** Start of SUPPLIED DATA **
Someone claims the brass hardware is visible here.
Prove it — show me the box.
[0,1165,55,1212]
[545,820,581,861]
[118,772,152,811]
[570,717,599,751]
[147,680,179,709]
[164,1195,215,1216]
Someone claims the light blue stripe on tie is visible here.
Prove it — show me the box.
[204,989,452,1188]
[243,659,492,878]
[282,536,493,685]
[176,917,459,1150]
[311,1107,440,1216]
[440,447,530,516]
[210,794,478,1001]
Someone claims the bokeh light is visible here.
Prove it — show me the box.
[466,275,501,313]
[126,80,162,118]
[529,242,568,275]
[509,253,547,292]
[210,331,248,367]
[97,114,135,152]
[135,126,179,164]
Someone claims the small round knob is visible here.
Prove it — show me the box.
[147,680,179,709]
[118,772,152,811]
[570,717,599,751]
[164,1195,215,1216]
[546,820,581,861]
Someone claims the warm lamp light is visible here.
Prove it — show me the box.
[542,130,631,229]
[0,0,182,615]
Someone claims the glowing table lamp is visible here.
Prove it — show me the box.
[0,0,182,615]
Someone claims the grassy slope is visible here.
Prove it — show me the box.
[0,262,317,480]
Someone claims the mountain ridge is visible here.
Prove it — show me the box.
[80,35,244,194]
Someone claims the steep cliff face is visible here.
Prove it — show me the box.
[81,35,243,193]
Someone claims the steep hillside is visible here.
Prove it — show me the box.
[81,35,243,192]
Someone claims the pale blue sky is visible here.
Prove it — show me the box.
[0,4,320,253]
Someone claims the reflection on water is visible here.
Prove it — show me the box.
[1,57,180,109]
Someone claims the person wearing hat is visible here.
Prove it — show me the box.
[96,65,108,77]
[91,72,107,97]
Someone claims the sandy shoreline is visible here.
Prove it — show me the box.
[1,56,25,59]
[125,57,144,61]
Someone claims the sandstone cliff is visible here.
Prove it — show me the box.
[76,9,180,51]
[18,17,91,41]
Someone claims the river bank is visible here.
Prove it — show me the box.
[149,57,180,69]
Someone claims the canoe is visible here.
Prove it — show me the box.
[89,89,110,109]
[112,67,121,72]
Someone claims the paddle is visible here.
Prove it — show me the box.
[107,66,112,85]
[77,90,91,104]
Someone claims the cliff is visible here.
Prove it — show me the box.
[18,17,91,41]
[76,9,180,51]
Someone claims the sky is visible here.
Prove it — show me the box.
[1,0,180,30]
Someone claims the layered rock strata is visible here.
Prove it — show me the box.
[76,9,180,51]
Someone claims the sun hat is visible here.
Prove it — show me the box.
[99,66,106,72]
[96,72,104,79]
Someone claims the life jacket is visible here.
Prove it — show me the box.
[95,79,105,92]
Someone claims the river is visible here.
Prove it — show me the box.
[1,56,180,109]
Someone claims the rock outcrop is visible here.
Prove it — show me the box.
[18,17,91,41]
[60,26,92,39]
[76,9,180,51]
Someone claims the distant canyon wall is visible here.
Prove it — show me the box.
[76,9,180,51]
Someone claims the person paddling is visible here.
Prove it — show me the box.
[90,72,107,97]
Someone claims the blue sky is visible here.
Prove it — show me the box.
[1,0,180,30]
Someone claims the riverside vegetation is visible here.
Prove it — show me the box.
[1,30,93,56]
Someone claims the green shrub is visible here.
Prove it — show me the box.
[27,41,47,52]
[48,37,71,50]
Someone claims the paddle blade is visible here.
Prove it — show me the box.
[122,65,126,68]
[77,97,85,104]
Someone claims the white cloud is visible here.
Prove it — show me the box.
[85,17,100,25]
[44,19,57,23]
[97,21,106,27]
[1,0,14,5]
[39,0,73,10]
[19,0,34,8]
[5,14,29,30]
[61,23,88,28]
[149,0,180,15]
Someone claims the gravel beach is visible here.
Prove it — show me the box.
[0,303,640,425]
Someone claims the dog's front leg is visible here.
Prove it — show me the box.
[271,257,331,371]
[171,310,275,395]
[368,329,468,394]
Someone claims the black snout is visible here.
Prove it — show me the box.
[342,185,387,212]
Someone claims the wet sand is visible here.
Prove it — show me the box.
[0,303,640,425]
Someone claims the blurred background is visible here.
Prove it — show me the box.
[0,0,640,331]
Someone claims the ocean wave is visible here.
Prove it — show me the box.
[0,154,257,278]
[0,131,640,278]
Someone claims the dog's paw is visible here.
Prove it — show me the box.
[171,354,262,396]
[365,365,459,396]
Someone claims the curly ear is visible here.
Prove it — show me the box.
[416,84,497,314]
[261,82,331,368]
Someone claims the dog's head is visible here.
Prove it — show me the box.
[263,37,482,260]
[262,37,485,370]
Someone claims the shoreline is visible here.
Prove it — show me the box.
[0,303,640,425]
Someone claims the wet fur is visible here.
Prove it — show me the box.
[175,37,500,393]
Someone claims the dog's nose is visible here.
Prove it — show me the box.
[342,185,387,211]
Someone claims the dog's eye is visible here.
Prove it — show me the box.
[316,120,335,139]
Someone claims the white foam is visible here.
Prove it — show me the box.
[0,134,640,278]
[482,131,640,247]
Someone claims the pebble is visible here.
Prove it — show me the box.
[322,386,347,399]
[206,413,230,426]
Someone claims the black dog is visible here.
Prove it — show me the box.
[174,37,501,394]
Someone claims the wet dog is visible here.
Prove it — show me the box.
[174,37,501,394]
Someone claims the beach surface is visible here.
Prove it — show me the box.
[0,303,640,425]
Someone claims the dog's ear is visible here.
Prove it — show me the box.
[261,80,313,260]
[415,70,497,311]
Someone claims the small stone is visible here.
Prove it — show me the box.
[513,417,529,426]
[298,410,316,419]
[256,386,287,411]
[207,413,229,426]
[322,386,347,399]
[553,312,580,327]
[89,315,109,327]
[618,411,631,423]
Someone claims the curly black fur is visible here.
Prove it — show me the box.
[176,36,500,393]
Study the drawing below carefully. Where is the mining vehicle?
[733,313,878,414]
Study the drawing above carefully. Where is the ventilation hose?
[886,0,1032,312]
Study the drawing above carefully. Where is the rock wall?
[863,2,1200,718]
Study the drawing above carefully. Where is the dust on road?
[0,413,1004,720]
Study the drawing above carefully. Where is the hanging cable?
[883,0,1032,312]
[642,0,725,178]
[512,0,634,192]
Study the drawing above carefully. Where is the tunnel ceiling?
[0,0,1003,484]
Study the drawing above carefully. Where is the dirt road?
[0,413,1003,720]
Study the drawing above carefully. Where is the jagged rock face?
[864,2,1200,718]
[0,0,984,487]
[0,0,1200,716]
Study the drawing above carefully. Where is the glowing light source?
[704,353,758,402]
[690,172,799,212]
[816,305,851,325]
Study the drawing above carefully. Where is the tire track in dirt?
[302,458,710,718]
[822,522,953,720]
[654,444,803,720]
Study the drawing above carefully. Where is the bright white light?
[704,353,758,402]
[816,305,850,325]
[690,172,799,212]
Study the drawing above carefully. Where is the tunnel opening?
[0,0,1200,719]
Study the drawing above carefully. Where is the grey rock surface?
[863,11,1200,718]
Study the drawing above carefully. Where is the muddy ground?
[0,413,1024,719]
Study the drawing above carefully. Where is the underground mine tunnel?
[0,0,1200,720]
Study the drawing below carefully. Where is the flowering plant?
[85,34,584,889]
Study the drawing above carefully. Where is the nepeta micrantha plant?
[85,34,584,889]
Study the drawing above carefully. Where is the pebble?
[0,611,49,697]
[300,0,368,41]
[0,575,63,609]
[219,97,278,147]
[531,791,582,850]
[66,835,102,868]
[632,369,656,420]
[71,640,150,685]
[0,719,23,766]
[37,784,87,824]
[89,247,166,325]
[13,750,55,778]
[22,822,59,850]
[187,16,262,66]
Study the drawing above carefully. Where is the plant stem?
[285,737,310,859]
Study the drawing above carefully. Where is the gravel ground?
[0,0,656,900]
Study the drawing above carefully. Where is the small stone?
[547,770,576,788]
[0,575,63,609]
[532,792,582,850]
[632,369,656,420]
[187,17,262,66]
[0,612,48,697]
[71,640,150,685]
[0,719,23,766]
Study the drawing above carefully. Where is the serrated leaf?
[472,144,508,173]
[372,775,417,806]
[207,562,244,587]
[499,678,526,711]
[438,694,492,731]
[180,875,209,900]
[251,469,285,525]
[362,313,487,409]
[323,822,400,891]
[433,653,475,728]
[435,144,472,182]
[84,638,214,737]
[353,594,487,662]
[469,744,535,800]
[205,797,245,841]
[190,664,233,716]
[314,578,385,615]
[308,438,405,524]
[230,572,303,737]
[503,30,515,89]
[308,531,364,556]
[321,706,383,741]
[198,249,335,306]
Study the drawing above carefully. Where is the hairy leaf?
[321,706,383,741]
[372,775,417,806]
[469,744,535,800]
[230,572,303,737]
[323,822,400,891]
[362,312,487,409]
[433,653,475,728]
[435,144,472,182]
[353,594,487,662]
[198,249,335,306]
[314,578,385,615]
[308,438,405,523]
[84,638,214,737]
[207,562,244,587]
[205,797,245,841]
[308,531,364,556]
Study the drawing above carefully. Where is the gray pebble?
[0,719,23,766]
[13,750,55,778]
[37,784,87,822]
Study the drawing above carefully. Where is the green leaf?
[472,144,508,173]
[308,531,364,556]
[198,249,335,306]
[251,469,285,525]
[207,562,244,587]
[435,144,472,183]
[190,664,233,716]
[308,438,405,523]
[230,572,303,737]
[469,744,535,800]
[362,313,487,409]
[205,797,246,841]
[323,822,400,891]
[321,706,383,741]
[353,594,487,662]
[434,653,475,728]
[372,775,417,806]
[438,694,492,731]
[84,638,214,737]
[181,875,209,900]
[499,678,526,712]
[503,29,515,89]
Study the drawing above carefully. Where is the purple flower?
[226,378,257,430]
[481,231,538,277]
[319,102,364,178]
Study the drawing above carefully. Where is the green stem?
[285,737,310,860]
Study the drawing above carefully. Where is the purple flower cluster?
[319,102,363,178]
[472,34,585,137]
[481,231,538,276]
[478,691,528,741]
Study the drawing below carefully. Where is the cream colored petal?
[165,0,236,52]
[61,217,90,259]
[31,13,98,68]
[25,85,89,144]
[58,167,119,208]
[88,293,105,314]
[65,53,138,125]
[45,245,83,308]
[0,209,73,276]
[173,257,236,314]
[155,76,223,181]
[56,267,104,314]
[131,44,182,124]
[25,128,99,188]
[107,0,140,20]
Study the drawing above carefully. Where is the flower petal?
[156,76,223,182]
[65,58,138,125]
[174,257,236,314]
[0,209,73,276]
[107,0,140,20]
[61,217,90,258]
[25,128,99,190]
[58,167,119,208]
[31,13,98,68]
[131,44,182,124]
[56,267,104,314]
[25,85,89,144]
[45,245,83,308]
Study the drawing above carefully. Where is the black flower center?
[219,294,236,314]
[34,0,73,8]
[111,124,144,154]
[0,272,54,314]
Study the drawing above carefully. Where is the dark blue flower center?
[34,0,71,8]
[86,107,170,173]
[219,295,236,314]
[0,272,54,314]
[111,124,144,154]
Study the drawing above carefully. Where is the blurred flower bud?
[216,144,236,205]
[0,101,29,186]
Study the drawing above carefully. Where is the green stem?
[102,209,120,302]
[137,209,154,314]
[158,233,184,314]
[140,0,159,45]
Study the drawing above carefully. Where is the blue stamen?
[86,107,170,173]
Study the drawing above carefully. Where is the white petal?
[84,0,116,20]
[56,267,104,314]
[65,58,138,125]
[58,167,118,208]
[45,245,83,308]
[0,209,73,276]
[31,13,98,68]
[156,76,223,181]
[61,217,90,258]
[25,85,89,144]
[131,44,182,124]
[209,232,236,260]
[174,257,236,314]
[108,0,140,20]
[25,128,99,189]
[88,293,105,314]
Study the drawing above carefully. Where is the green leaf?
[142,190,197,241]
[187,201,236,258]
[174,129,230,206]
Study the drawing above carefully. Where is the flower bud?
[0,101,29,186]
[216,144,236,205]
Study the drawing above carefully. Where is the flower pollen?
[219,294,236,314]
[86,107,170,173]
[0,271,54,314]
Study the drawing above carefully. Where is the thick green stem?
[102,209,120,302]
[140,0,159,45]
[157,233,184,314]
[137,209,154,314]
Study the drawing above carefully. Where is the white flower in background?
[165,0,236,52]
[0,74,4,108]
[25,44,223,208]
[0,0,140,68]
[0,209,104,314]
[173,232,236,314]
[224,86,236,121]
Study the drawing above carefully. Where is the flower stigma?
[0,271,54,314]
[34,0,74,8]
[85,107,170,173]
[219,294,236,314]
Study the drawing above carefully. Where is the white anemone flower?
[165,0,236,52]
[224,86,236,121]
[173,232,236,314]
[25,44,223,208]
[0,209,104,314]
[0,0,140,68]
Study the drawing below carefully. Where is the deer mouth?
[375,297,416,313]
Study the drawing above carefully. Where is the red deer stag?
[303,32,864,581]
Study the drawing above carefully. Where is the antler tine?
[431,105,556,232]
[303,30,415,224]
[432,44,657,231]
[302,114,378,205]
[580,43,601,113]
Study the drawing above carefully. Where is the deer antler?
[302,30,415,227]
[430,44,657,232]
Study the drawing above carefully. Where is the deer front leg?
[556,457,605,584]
** End of SUPPLIED DATA **
Copy out the records line for line, from the line with "Someone claims the small stone" to the line with "[654,444,803,720]", keeping both of those lines.

[ANSWER TO THE EXERCISE]
Someone claims the small stone is visible here.
Prove it — show me the box.
[513,417,529,426]
[298,410,316,419]
[256,386,287,411]
[207,413,229,426]
[322,386,347,399]
[553,312,580,327]
[89,315,109,327]
[618,411,631,423]
Someone claims the curly black fur is visible here.
Prove it — show me the box.
[176,36,500,393]
Study the drawing below carefully. Where is the mining vehicle?
[733,313,878,414]
Study the drawing above carefully. Where is the ventilation hose?
[886,0,1032,312]
Study the drawing above carefully. Where is the rock wall?
[863,2,1200,718]
Study the drawing above carefully. Where is the dust on road?
[0,413,1004,720]
Study the drawing above carefully. Where is the hanging cable?
[883,0,1032,312]
[642,0,725,178]
[512,0,634,192]
Study the drawing above carefully. Where is the tunnel ceiling?
[0,0,1003,484]
Study the drawing above carefully. Where is the dirt road?
[0,413,1003,720]
Study the drawing above carefully. Where is the jagged rock face?
[864,2,1200,718]
[0,0,984,487]
[0,0,1200,716]
Study the drawing above carefully. Where is the glowing light source?
[704,353,758,402]
[690,172,799,212]
[816,305,851,325]
Study the drawing above carefully. Where is the tire track in dirt?
[302,458,710,718]
[822,522,953,720]
[654,444,803,720]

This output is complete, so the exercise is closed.